■ DATA SHOWN ■
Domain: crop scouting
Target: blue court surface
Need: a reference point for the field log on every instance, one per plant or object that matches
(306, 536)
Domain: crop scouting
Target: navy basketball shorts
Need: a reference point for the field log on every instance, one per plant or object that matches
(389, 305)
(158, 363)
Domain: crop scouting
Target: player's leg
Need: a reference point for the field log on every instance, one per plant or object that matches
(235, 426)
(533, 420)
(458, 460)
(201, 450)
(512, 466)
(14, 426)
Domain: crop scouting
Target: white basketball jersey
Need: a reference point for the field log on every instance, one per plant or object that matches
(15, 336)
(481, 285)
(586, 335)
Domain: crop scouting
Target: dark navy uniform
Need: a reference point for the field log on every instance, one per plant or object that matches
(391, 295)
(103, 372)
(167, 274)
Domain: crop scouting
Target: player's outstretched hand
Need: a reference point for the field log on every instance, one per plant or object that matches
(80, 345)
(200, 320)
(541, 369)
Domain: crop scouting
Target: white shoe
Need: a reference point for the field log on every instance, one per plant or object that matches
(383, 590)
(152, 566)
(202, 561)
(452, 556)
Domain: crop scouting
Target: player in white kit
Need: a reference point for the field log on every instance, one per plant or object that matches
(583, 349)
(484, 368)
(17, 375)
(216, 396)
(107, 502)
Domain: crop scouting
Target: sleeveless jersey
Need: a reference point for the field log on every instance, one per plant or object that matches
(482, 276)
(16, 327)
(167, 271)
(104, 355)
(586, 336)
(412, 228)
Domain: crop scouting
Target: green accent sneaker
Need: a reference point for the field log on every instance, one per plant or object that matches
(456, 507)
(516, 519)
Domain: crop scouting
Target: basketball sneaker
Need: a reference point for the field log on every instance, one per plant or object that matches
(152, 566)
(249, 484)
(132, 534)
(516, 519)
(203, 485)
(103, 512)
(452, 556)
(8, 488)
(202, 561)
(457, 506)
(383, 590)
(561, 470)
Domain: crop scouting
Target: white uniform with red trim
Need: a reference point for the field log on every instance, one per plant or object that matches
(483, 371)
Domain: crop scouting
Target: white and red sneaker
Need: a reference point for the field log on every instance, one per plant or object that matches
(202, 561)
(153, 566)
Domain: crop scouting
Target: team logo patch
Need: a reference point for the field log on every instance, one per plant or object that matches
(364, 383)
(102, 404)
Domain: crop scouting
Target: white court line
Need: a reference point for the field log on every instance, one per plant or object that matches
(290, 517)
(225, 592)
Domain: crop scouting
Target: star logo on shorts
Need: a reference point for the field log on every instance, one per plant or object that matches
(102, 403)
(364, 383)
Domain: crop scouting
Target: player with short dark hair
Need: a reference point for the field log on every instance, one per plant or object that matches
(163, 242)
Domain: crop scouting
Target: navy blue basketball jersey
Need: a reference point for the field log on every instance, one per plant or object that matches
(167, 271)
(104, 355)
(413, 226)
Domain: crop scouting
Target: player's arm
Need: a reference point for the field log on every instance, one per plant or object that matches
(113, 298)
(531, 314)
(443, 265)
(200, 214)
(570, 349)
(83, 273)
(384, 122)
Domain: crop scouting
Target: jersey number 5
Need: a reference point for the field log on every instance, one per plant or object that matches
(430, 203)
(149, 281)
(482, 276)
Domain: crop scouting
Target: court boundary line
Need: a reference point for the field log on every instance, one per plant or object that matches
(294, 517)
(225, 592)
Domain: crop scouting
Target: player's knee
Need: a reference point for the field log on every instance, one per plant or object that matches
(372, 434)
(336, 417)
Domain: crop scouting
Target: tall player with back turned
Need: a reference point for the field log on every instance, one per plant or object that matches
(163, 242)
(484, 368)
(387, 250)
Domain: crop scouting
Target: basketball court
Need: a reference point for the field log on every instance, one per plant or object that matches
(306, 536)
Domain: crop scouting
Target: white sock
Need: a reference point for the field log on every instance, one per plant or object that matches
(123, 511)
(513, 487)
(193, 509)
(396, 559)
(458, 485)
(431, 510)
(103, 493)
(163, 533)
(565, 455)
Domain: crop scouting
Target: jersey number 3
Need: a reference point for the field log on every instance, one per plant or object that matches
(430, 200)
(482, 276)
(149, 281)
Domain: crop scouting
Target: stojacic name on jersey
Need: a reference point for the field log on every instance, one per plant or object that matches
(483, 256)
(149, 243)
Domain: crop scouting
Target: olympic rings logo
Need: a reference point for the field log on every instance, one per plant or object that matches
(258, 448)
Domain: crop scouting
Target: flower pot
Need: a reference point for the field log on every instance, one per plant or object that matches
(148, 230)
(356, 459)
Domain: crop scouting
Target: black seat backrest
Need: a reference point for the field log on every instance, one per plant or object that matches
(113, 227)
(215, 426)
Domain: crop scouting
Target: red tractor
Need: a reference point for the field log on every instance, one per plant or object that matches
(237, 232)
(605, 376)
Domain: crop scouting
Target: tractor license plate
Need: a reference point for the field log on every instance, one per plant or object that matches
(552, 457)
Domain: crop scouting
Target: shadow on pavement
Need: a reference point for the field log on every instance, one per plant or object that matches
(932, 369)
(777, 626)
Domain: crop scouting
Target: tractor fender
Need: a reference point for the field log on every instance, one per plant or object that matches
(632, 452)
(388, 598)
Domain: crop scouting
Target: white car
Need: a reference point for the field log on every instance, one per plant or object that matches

■ WRITTEN REQUEST ■
Pull out each line from the items above that contains the string "jersey", treating uppercase and lowercase as different.

■ COMPLETE OUTPUT ■
Target: white basketball jersey
Target: sleeveless jersey
Target: navy blue basketball jersey
Target: jersey number 5
Target: jersey number 3
Target: stojacic name on jersey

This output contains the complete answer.